··· TEXT PROVIDED ···

The September ISM index Thursday showed US manufacturing sector activity expanded further, but at a modestly slower rate.
The headline PMI index fell to 55.4 from 56.0 in August, below expectations for a further increase to 56.6.
The new orders index fell to 60.2 from 67.6 in August, while the production reading fell to 61.0 from 63.3, though both continue to indicate solid expansion.
At the same time, inventories continued to contract, and supplier deliveries were still slowing, further positive signs that demand remains strong.
The employment index rose to 49.6 from 46.4 in August, just below the breakeven point. ISM said that the index suggests contraction, comments from respondents suggest that hiring has picked up except where there is a shortage of skilled workers.
The Markit manufacturing index released earlier Thursday was revised down slightly to 53.2 from the 53.5 flash estimate, but remained above the 53.1 reading in August.
Construction spending for August, released at the same time as the ISM report, rose by 1.4%, twice the 0.7% increase expected due to a surge in private residential building. Year-to-date construction spending was 4.2% above the same period a year earlier.
Private residential construction jumped by 3.7%. Calculations using the published data show that private new home construction rose by 4.2%.
Single-family building increased by 5.5%, more than offsetting a 0.1% decrease in multi-family building. Home remodeling was up 3.0%.
Private nonresidential construction spending fell by 0.3% on declines in several key industries, while public construction was up only 0.1%.
Released earlier on Thursday, personal income fell by 2.7% in August due to the expiration of initial jobless claims for many filers, particularly those whose states only provide three months of benefits in addition to the three months provided by the federal government under the CARES Act. Analysts expected a 2.6% decline.
Wages and salaries rose by 1.3%, as expected due to the further surge in payrolls and gains in the average workweek and hourly earnings.

··· RECORDS PROVIDED ···

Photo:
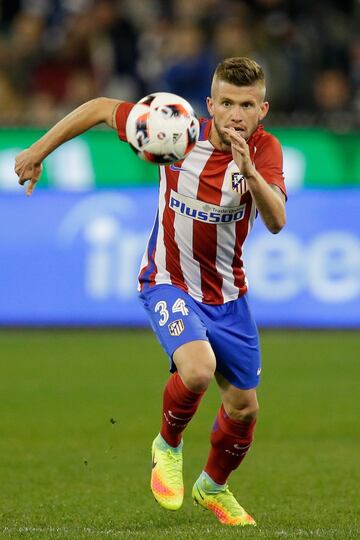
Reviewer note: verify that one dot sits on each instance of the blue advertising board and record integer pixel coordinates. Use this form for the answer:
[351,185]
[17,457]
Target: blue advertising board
[73,258]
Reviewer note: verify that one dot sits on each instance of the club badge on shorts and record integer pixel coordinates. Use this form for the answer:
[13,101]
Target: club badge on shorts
[238,183]
[176,327]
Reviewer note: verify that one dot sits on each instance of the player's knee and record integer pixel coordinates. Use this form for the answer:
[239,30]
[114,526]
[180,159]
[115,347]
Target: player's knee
[198,377]
[244,413]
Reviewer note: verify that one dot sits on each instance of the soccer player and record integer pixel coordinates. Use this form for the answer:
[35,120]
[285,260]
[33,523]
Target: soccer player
[192,280]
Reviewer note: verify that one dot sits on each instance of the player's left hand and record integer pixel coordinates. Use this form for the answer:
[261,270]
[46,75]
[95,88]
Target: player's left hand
[28,168]
[240,152]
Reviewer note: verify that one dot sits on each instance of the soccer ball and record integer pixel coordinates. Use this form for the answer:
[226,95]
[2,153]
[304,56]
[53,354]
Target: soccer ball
[162,128]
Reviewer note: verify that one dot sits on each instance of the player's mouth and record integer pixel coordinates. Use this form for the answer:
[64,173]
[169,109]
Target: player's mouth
[238,128]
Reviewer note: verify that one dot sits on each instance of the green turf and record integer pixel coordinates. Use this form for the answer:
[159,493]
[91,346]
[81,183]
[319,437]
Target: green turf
[78,411]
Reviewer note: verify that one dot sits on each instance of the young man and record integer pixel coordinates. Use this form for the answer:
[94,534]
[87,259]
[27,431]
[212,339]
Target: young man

···

EXERCISES TO COMPLETE
a) In the economic report, what was the September reading of the new orders index?
b) For each statement below, say whether it agrees with the economic report. Answer yes or no, and quote the words from the report that decide it.
(i) The headline PMI index rose in September.
(ii) Private residential construction jumped by 3.7%.
(iii) Wages and salaries rose by more than expected.
c) Rewrite the economic report between "Private residential construction" and "was up 3.0%.", inclusive, changing "Home remodeling" to "Home renovation".

YOUR RESPONSES
a) 60.2

b)
(i) No: "The headline PMI index fell to 55.4 from 56.0 in August"
(ii) Yes: "Private residential construction jumped by 3.7%."
(iii) No: "Wages and salaries rose by 1.3%, as expected"

c)
Private residential construction jumped by 3.7%. Calculations using the published data show that private new home construction rose by 4.2%.
Single-family building increased by 5.5%, more than offsetting a 0.1% decrease in multi-family building. Home renovation was up 3.0%.